◆ **GIVEN PROBLEM A**: Please reproduce only the lines of the records below, starting at the line containing "The function MUST provide one point per instance of the steep" and ending at the last line of the records, requests included. Multiply every x and y coordinate in the answers by 0.4 and round each result to a whole number, with halves rounding up.

◆ **READING TEXT**:
In 1905, Albert Einstein rejected the idea of all-pervading ether relative to which bodies were at rest or in motion. To replace this idea, he formed the special theory of relativity. Einstein explained this concept in his famous scientific paper , “On the Electrodynamics of Moving Bodies” .
Einstein based the entire theory on two principles. These two principles explained the negative result of the Michelson-Morley experiment, since any observer will find that the speed of light has the same value c in all directions: therefore, there is no such thing as an “ether wind.”
SPECIAL THOERY OF RELATIVITY
Einstein’s Postulates
The difficulty that had to be resolved amounted to choosing amongst three alternatives:
1. The Galilean transformation was correct and something was wrong with Maxwell’s equations.
2. The Galilean transformation applied to Newtonian mechanics only.
3. The Galilean transformation, and the Newtonian principle of relativity based on this transformation were wrong and that there existed a new relativity principle valid for both mechanics and electromagnetism that was not based on the Galilean transformation.
The first possibility was thrown out as Maxwell’s equations proved to be totally successful in application. The second was unacceptable as it seemed something as fundamental as the transformation between inertial frames could not be restricted to but one set of natural phenomena i.e. it seemed preferable to believe that physics was a unified subject. The third was all that was left, so Einstein set about trying to uncover a new principle of relativity. His investigations led him to make two postulates:
- All physical laws are the same in every inertial frame of reference regardless of their velocities relative to each other. Inertial frames of reference are either at rest or moving at a constant speed in a straight line.
In other words, it means the laws of nature appear the same to all unaccelerated observers. - Speed of light is same for all observers regardless of their motion or the motion of light source.
Therefore, to all unaccelerated observers, the speed of light in free space appears to have the same value,i.e., c equal to 3 × 108 m s-1.
Einstein was inspired to make these through his study of the properties of Maxwell’s equations and not by the negative results of the Michelson-Morley experiment, of which he was apparently only vaguely aware. It is this postulate that forces us to reconsider what we understand by space and time.
NOTE: Einstein's theory is called the "special" theory of relativity because it applies the principle of relativity only to systems in uniform motion relative to each other.
EVIDENCE SUPPORTING SPECIAL RELATIVITY THEORY
When Albert Einstein first proposed the special theory of relativity, it was exactly that – a theory. There are now various pieces of experimental evidence that support Einstein’s original ideas.
Muon Decay
Muons are tiny particles that are sometimes created and exist briefly inside atoms. Muons decay into electrons and neutrinos and normally have a very short half-life of only 2 millionths of a second. However, in 1976, researchers at CERN (European Council for Nuclear Research) used a particle accelerator to create a beam of muons traveling at 99.94 percent of the speed of light. Traveling at this speed, their half-life was extended by some 30 times. The special theory predicts this result very accurately, so muon decay provides evidence that the special theory of relativity is correct.

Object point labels
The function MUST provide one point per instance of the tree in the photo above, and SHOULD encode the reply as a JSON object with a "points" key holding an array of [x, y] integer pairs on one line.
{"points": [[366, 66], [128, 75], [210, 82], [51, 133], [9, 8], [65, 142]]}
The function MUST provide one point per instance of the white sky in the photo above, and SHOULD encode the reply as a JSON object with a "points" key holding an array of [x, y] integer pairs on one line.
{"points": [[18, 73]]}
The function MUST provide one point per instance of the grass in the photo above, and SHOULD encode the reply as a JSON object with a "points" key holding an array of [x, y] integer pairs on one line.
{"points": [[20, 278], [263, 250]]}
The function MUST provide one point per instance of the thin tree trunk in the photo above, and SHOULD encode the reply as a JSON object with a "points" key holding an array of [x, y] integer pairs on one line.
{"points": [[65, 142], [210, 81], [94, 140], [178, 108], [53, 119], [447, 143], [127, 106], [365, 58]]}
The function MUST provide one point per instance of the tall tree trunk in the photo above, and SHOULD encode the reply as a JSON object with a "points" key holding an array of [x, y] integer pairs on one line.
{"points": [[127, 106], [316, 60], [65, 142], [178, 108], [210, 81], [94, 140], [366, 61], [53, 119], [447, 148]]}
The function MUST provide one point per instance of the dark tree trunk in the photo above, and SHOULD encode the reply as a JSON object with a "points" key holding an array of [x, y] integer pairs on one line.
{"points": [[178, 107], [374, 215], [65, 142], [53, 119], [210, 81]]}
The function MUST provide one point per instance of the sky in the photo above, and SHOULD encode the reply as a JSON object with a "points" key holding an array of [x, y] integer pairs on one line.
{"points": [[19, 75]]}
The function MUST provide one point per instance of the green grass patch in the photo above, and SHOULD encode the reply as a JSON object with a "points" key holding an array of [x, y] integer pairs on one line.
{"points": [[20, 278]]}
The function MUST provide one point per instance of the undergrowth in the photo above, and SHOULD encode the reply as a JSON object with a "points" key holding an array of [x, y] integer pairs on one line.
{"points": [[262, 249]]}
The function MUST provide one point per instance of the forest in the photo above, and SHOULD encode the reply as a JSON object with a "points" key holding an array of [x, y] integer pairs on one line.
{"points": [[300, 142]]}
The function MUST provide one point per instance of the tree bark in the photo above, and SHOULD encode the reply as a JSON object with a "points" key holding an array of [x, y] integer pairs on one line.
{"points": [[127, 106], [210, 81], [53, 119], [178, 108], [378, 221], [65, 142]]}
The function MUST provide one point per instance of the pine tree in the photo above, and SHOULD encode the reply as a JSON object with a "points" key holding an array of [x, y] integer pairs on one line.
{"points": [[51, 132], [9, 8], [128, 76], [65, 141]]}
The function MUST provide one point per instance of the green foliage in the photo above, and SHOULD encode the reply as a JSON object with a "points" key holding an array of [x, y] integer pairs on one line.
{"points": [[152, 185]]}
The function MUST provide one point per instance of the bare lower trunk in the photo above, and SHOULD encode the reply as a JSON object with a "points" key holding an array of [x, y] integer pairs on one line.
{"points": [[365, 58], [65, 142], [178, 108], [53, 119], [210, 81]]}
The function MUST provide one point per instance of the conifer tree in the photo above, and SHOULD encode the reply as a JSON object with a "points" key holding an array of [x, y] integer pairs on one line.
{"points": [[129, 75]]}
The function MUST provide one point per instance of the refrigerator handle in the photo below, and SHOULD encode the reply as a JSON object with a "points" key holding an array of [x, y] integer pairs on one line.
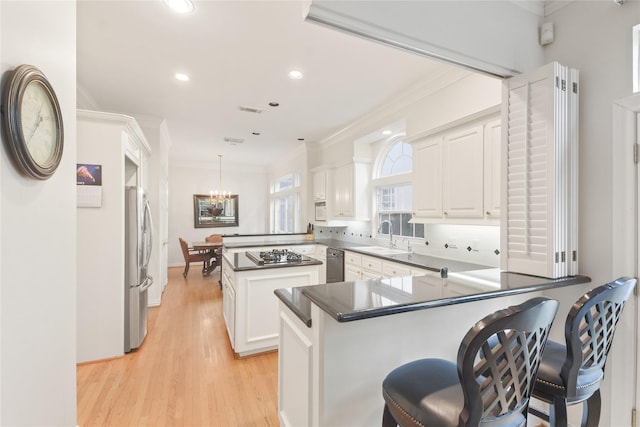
{"points": [[148, 225], [147, 284]]}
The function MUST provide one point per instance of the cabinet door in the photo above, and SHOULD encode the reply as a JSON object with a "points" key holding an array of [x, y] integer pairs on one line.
{"points": [[343, 191], [352, 272], [492, 172], [463, 177], [320, 186], [427, 178], [229, 311], [394, 269]]}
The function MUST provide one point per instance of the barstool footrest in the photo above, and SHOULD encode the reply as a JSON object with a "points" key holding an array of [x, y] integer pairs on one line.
{"points": [[538, 413]]}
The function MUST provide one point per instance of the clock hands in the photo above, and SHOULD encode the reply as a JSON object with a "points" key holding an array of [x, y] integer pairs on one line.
{"points": [[37, 125]]}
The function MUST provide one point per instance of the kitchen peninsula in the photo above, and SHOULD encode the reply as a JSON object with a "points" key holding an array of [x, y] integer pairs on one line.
{"points": [[249, 276], [338, 341]]}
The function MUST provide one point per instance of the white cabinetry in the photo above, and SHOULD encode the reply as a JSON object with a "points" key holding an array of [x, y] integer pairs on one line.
{"points": [[463, 173], [228, 299], [394, 269], [343, 191], [320, 253], [457, 174], [351, 191], [362, 267], [295, 368], [250, 306], [492, 171], [319, 183], [427, 182], [117, 143]]}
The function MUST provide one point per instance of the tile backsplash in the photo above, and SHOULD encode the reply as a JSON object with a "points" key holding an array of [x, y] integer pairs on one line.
{"points": [[478, 244]]}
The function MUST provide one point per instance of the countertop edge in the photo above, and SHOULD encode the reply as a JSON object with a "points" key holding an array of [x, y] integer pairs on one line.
{"points": [[415, 306], [304, 317]]}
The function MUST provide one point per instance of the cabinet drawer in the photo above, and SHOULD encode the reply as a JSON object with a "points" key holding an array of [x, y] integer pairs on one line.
{"points": [[391, 269], [351, 258], [371, 263]]}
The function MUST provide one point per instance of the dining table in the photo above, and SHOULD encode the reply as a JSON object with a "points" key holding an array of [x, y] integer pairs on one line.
{"points": [[204, 248]]}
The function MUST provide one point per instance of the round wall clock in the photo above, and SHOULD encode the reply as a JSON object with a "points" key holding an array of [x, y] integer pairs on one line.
{"points": [[32, 122]]}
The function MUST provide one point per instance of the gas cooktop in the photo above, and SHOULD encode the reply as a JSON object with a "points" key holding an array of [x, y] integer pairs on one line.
{"points": [[276, 256]]}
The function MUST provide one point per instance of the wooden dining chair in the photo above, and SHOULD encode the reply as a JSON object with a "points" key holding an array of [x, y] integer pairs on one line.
{"points": [[193, 256], [491, 382], [216, 254], [572, 371]]}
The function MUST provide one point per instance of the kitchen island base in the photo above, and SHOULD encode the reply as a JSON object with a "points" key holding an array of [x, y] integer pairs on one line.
{"points": [[330, 374]]}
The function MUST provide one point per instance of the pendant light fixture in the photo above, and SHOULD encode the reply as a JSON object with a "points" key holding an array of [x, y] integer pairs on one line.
{"points": [[219, 197]]}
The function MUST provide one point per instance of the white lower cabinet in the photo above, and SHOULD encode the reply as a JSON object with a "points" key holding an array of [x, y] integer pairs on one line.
{"points": [[251, 307], [295, 367], [228, 300], [362, 267]]}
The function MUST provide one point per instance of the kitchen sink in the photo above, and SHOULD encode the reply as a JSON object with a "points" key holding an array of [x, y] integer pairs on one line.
{"points": [[380, 250]]}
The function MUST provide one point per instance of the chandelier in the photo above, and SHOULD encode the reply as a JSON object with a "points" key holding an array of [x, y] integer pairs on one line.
{"points": [[219, 197]]}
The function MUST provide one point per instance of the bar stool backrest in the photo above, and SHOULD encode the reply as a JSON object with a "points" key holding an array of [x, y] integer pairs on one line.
{"points": [[498, 361], [589, 330]]}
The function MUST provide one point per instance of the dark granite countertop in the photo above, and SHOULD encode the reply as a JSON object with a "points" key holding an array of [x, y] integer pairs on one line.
{"points": [[240, 262], [281, 241], [443, 265], [364, 299]]}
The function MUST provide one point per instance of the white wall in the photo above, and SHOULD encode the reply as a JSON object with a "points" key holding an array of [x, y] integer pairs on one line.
{"points": [[251, 185], [603, 57], [469, 32], [157, 135], [102, 138], [38, 235]]}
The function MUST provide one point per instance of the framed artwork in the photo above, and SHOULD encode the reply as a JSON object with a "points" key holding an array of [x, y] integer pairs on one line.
{"points": [[210, 211]]}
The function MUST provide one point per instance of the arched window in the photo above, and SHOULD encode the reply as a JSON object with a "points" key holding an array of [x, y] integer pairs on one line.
{"points": [[398, 160], [394, 191]]}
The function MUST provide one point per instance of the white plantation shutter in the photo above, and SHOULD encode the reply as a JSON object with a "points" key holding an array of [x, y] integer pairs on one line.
{"points": [[539, 224]]}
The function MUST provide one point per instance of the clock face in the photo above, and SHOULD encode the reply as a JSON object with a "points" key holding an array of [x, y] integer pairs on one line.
{"points": [[32, 122], [39, 125]]}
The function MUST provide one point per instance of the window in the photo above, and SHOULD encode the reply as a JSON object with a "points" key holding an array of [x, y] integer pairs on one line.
{"points": [[285, 203], [394, 191]]}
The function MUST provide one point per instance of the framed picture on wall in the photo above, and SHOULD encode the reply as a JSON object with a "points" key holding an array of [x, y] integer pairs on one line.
{"points": [[213, 211]]}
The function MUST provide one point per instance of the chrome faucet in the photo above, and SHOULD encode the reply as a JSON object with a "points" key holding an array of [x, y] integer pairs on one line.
{"points": [[391, 243]]}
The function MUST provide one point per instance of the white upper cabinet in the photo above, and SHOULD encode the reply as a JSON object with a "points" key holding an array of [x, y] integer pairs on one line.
{"points": [[343, 192], [351, 198], [457, 174], [463, 173], [492, 171], [319, 186], [427, 178]]}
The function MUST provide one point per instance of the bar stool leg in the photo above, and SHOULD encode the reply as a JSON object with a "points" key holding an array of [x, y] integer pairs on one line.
{"points": [[591, 410], [387, 418], [558, 413]]}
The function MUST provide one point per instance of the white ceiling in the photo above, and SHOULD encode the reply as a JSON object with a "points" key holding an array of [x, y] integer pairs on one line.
{"points": [[236, 53]]}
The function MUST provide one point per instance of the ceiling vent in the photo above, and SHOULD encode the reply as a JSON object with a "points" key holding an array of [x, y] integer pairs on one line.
{"points": [[233, 141], [250, 109]]}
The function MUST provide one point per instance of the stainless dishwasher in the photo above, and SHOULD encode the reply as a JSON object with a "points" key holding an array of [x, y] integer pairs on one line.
{"points": [[335, 265]]}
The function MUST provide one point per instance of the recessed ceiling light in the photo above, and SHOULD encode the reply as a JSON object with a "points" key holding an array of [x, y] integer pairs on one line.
{"points": [[295, 74], [179, 6]]}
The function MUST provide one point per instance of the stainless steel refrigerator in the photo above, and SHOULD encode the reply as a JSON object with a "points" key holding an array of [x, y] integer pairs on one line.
{"points": [[138, 244]]}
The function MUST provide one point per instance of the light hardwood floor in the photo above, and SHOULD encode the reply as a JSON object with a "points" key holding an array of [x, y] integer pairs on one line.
{"points": [[185, 373]]}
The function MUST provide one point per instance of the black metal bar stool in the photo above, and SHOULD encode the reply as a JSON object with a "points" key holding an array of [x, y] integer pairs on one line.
{"points": [[491, 383], [572, 373]]}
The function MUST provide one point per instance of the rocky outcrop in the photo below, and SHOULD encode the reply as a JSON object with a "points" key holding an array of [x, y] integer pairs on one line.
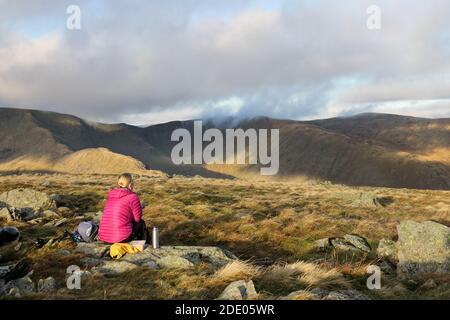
{"points": [[423, 248], [363, 199], [180, 257], [194, 254], [19, 287], [322, 294], [239, 290], [349, 243]]}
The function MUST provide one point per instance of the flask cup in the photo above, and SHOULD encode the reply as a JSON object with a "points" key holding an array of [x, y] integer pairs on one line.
{"points": [[155, 238]]}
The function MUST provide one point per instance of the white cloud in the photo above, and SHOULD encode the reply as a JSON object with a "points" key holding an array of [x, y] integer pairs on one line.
{"points": [[153, 60]]}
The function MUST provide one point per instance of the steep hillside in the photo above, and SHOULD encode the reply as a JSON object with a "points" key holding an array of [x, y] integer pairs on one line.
{"points": [[369, 149]]}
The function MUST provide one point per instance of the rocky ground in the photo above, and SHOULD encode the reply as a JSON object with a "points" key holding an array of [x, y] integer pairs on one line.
{"points": [[227, 239]]}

◆ **GIVEN PROBLEM B**: Summarize the reading on special relativity above in three sentences.

◆ **EXPECTED OUTPUT A**:
The function MUST provide one point per instance of the steep hillside in the photo above, and SHOULD encode the reply as a JSON object with a "points" key holding an array of [x, y] integer pairs on one line.
{"points": [[148, 60]]}
The function MUST provide one point per instance of the rocky ground in the photo above, and SHOULD encode the reply as a JSON object with a "points" key holding an array of [x, y] integer pairs on one line.
{"points": [[91, 96]]}

◆ **EXPECTED OUTPUT B**: In 1905, Einstein rejected the idea of an all-pervading ether and replaced it with the special theory of relativity, which he explained in his paper "On the Electrodynamics of Moving Bodies." The theory rests on two postulates: all physical laws are the same in every inertial frame of reference, and the speed of light is the same for all observers regardless of their motion or the motion of the light source. Experimental evidence now supports it, including a 1976 CERN experiment in which muons traveling at 99.94 percent of the speed of light had their half-life extended by some 30 times, as the theory predicts.